Vascular endothelial growth factor (VEGF) is involved in the activation of the matrix metalloproteinase system (MMP) which in turn degrades the extracellular matrix involved in development, morphogenesis and tissue remodelling. Increased activity of MMPs has been implicated in atherosclerosis and cardiovascular disease. This study assessed plasma MMP and VEGF levels in patients with active acromegaly (IGF-I >130%ULN), and on treatment with pegvisomant.
Methods: 20 patients [9 female, mean age 57+/-14.0 years (mean plus/minus SD)], were studied at baseline and on pegvisomant. Plasma levels of MMP-2, MMP-9 and VEGF were measured by ELISA assays. Ethical approval was obtained. The data were analysed using the Wilcoxon matched pair test.
Results: Pegvisomant resulted in a fall in IGF-I [baseline median value: 623 nanograms per millilitre (range 333-992), on pegvisomant: 215 nanograms per millilitre (91-545)]. Doses of pegvisomant ranged from 10mg to 60mg. Significant parallel reductions were noted in both MMP-2 [350.4 micrograms per litre (101.7-751.5) vs 206.3 micrograms per litre (70.8-394.7) p<0.001] and VEGF [236.52 nanograms per litre (74.01-1102.61) vs 194.32 nanograms per litre (81.73-796.34) p=0.022] (all median, range). There was no significant difference in MMP-9 levels [786.1 micrograms per litre (540-1089.1) vs 818.75 micrograms per litre (144.1-1175.8) p=0.78]. No correlation was found between MMP-2, -9 or VEGF levels and IGF-I.

○ ○ ○ ○

**ACTION ITEM:**
Answer these questions from the acromegaly study text.
(a) What IGF-I level defined active acromegaly in this study?
(b) What test method was used to measure plasma MMP-2, MMP-9 and VEGF levels?
(c) Which of the three measured markers showed no significant difference on pegvisomant?

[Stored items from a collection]
○ ○ ○ ○

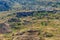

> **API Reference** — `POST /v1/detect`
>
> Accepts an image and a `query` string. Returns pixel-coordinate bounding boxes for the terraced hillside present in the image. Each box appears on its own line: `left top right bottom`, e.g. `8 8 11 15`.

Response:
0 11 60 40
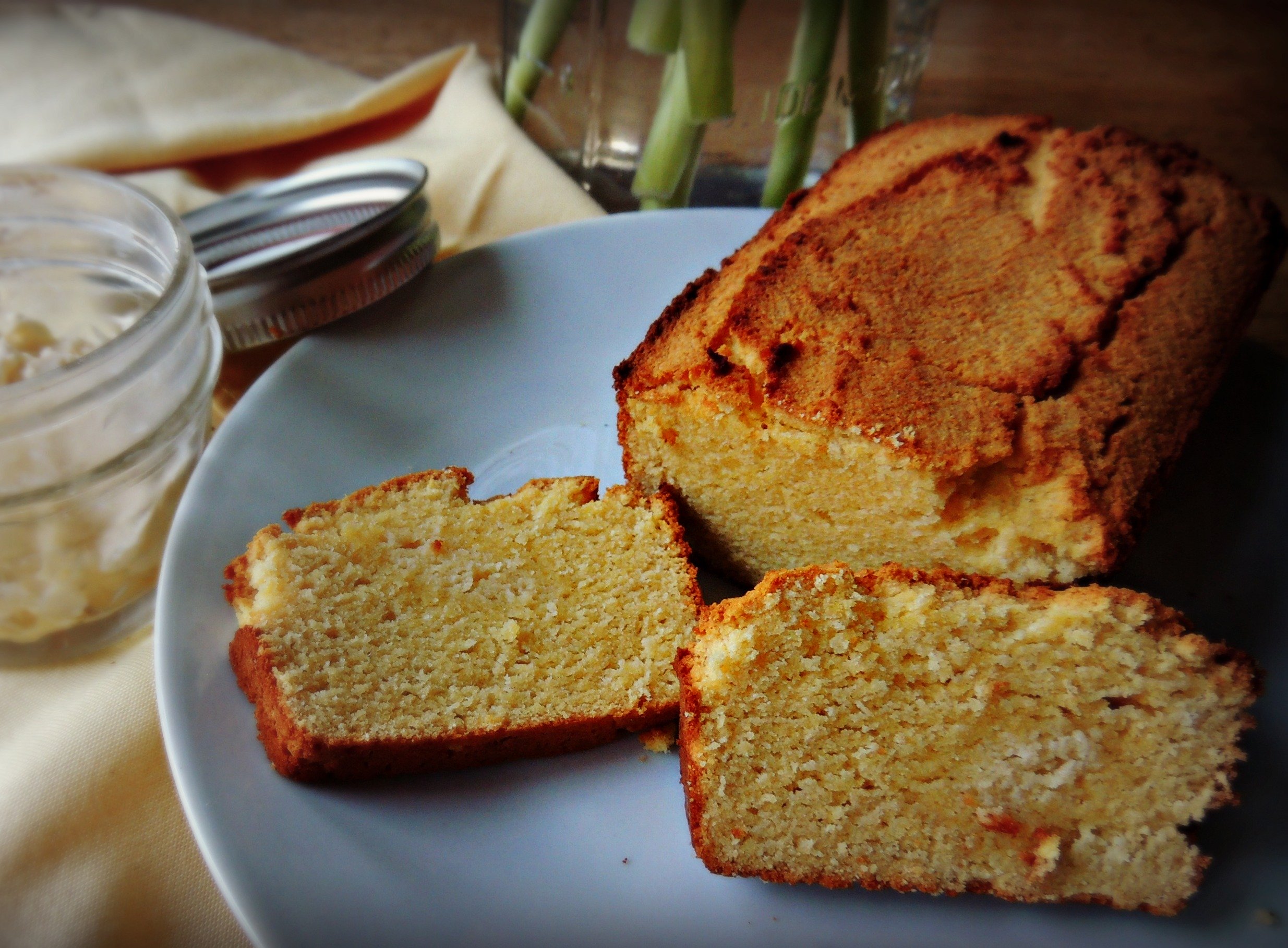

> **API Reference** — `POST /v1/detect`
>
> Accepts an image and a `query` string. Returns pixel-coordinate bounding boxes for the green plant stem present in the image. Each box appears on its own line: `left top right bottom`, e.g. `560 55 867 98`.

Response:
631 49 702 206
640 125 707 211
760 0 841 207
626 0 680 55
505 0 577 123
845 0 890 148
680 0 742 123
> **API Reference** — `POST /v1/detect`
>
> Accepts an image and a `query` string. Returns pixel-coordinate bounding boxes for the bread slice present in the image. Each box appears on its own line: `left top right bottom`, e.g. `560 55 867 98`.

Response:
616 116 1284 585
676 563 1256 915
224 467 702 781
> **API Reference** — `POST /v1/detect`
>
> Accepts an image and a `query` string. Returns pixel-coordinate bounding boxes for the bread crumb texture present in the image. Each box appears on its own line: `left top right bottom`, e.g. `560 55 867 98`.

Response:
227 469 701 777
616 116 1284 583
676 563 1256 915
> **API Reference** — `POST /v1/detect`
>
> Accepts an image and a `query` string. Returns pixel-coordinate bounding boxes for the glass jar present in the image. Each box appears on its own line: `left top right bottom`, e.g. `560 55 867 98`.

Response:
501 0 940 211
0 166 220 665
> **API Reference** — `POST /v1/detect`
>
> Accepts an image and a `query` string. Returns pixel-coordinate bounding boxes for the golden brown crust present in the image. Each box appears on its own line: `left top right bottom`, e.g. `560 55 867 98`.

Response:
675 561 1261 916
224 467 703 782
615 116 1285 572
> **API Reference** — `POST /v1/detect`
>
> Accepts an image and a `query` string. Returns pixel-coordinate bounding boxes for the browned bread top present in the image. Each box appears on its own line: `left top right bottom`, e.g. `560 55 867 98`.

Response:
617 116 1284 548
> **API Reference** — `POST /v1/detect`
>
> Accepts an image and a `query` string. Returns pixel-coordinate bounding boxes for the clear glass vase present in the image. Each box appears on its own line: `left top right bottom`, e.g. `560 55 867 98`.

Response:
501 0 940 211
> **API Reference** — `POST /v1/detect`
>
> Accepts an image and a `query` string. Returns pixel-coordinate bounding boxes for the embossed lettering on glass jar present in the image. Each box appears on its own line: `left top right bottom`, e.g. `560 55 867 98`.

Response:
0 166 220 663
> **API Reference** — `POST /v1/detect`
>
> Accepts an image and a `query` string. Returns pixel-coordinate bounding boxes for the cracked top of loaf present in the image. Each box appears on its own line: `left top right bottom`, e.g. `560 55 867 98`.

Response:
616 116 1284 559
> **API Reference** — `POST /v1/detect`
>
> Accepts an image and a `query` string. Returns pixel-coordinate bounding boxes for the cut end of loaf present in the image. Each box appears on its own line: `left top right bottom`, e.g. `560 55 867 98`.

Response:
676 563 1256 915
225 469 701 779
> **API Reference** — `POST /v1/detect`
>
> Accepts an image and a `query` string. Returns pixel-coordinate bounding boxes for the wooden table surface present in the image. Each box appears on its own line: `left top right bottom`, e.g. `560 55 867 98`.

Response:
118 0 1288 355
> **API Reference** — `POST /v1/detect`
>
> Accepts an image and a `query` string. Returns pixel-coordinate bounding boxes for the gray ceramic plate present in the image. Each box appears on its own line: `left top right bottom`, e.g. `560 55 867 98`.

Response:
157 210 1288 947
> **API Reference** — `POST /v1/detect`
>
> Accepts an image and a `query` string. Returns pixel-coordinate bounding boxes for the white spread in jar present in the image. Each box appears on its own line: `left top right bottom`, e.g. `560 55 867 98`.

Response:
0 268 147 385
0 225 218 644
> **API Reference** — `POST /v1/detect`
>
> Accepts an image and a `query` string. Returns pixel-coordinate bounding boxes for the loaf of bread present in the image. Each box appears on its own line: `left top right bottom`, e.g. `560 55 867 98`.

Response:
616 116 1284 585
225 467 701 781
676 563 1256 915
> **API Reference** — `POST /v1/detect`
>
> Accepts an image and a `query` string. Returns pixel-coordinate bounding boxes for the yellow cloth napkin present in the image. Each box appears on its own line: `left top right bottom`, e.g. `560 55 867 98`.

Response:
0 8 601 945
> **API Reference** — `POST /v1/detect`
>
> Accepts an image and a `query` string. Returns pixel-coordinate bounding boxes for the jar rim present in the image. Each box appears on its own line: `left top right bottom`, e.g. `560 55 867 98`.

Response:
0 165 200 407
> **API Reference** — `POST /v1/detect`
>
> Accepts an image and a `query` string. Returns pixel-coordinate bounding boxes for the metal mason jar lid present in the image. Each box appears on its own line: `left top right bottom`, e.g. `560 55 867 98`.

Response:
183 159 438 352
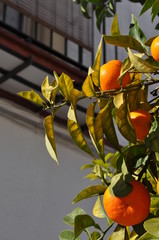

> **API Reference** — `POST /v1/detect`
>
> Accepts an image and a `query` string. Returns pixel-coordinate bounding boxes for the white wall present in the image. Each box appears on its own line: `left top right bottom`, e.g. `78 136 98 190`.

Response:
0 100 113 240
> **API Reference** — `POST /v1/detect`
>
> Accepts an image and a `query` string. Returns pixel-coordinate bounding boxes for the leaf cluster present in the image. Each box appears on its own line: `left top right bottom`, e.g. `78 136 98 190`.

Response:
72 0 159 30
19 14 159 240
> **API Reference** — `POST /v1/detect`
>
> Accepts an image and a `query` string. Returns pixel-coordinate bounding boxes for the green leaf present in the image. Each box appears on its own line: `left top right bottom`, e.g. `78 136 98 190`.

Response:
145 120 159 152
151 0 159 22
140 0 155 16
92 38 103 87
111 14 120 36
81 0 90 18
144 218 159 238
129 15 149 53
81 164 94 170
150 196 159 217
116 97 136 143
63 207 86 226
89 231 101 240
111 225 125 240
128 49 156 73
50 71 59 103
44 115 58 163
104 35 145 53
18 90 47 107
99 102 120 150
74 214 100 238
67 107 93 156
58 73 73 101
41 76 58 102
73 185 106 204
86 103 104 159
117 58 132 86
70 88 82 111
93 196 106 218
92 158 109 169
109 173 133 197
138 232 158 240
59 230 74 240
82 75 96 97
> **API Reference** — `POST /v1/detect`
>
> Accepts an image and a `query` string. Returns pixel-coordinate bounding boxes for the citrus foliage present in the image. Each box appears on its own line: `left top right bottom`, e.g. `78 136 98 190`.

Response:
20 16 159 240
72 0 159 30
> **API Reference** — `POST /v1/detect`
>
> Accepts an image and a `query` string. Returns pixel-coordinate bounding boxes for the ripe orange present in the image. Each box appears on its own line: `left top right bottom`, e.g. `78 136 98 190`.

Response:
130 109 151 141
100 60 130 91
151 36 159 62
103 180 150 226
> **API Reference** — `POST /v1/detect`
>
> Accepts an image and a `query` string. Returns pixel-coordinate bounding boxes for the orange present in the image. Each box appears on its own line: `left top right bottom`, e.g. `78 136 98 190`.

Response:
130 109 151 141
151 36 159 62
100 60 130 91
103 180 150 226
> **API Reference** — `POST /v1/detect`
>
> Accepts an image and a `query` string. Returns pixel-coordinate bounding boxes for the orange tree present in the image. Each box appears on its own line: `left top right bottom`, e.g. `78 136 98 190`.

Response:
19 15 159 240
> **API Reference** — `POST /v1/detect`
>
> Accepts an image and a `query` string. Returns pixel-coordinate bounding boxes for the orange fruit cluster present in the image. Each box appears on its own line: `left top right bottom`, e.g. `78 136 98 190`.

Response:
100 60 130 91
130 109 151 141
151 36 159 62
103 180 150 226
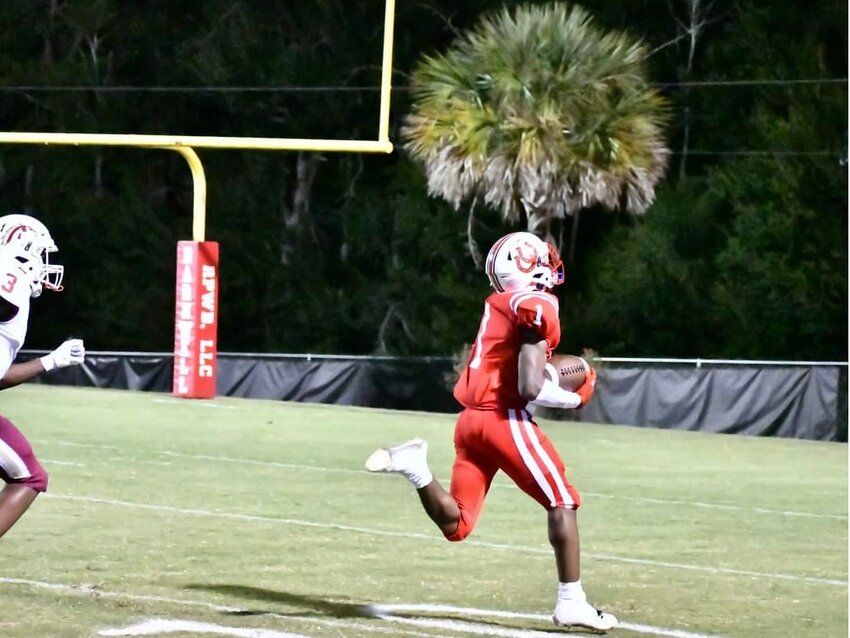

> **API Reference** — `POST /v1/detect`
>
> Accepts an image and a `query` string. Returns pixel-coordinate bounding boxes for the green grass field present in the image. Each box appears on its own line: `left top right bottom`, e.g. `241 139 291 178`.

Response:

○ ○ ○ ○

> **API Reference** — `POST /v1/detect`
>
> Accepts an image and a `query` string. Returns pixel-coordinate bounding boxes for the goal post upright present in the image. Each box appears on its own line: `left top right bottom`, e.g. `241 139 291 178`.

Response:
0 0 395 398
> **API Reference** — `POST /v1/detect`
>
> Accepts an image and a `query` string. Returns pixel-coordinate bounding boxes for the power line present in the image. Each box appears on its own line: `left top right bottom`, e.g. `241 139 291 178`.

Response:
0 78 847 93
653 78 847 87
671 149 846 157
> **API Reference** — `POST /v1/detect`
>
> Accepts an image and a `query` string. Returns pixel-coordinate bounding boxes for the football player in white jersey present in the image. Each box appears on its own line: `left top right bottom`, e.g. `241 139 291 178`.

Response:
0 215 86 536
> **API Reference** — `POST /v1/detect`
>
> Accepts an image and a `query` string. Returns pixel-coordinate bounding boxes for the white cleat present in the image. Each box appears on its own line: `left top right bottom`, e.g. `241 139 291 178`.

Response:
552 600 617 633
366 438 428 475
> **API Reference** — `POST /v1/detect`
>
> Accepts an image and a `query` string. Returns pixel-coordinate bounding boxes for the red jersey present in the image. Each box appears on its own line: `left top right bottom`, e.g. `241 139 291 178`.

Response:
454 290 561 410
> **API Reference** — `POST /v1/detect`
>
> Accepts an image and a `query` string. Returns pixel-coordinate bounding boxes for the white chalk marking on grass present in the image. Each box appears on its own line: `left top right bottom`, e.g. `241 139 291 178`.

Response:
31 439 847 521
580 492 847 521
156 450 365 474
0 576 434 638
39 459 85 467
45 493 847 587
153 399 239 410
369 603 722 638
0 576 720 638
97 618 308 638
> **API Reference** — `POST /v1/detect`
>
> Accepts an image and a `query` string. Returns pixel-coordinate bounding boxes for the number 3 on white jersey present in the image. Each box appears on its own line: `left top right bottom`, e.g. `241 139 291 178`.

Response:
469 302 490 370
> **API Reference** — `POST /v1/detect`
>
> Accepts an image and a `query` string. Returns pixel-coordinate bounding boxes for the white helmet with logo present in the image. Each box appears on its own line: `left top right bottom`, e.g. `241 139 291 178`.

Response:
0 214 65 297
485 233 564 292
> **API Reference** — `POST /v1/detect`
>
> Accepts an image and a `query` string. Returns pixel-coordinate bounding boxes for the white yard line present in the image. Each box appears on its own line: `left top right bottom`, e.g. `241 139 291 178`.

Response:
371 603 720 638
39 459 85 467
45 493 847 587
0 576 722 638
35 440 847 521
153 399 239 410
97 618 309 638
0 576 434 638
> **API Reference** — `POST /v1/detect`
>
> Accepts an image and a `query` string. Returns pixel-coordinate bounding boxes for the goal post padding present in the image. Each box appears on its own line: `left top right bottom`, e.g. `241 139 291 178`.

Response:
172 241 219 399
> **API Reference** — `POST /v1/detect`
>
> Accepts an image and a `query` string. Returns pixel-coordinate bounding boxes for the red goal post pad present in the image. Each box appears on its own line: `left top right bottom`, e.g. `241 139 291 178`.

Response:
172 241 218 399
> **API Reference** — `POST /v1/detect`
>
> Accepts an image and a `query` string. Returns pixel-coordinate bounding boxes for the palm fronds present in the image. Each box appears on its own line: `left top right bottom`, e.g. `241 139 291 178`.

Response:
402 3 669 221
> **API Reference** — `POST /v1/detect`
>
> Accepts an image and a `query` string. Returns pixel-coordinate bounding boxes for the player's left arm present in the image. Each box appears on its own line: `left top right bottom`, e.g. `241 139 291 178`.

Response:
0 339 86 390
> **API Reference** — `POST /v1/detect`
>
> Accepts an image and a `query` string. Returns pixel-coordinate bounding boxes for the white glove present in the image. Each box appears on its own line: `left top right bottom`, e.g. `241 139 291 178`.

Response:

○ ○ ○ ○

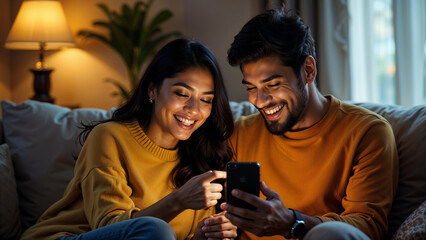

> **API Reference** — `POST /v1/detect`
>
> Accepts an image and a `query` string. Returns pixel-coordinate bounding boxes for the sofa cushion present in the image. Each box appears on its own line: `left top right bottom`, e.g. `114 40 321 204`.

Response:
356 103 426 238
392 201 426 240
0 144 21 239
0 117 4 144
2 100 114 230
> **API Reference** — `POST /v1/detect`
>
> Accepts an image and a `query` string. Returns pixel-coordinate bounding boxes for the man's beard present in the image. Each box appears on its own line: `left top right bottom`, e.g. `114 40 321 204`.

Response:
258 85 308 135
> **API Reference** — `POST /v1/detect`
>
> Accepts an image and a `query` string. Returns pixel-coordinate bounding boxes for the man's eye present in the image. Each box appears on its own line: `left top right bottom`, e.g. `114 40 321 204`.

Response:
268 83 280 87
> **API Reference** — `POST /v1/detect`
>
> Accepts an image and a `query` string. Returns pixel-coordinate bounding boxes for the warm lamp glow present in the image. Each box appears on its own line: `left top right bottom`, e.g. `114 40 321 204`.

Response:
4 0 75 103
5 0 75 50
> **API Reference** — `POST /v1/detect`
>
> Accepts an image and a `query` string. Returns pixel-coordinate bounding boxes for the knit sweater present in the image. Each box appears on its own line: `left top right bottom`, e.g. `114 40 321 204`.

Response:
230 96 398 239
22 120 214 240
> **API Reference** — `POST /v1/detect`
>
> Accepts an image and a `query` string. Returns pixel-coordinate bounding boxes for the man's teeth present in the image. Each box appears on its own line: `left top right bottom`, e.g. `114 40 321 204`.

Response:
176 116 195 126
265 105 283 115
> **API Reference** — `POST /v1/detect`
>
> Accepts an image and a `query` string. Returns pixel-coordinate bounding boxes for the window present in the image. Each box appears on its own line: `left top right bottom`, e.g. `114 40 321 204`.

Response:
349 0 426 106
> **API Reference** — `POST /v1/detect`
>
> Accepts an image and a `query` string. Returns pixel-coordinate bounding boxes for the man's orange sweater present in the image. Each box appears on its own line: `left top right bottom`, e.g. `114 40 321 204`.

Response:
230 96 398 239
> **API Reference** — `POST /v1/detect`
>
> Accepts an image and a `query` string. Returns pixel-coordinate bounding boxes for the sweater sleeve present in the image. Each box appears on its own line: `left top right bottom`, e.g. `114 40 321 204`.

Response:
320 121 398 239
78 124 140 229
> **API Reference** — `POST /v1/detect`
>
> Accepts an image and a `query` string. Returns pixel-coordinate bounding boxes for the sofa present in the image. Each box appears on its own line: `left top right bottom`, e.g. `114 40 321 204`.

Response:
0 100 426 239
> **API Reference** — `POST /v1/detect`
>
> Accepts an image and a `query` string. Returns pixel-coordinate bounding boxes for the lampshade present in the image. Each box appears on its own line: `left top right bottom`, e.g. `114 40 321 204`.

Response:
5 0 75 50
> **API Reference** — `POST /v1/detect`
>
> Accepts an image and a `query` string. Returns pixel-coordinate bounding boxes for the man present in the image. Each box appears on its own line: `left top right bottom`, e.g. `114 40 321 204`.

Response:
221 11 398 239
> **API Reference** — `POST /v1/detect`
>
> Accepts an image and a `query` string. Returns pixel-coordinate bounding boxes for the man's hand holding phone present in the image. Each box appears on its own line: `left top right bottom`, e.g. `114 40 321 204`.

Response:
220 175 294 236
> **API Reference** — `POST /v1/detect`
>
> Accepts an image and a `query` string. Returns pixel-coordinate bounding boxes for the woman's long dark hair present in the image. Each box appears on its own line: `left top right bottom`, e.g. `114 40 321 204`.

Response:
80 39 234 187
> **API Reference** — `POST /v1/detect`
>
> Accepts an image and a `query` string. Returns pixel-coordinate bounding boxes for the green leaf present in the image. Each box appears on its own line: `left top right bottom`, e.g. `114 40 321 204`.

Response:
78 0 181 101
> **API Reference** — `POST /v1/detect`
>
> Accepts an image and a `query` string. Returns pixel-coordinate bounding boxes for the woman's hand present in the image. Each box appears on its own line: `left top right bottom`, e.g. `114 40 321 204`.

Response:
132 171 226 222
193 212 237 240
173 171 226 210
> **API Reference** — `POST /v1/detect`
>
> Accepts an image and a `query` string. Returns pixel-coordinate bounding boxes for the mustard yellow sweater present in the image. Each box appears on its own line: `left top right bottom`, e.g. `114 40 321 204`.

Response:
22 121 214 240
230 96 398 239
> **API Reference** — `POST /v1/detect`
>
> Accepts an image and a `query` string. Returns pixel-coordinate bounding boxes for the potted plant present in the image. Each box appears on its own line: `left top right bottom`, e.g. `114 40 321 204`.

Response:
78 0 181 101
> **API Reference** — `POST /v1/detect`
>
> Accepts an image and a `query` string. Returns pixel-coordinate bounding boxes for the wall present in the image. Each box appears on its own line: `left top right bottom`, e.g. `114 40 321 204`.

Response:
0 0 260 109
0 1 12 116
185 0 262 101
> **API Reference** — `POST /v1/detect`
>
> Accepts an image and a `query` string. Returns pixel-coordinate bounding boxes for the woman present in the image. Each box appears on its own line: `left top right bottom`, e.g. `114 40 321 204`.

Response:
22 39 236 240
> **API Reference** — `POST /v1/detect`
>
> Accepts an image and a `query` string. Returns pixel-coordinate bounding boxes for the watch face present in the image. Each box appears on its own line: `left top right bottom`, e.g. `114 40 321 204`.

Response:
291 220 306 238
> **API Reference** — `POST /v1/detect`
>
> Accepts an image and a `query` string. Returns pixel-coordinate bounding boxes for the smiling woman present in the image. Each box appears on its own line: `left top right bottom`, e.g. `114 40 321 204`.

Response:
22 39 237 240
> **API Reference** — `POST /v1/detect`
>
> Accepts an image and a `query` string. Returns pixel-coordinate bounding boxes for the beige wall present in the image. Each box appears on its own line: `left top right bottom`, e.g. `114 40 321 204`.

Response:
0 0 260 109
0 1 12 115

○ ○ ○ ○

**ANSWER:**
(a) IGF-I above 130% of the upper limit of normal (ULN).
(b) ELISA assays.
(c) MMP-9.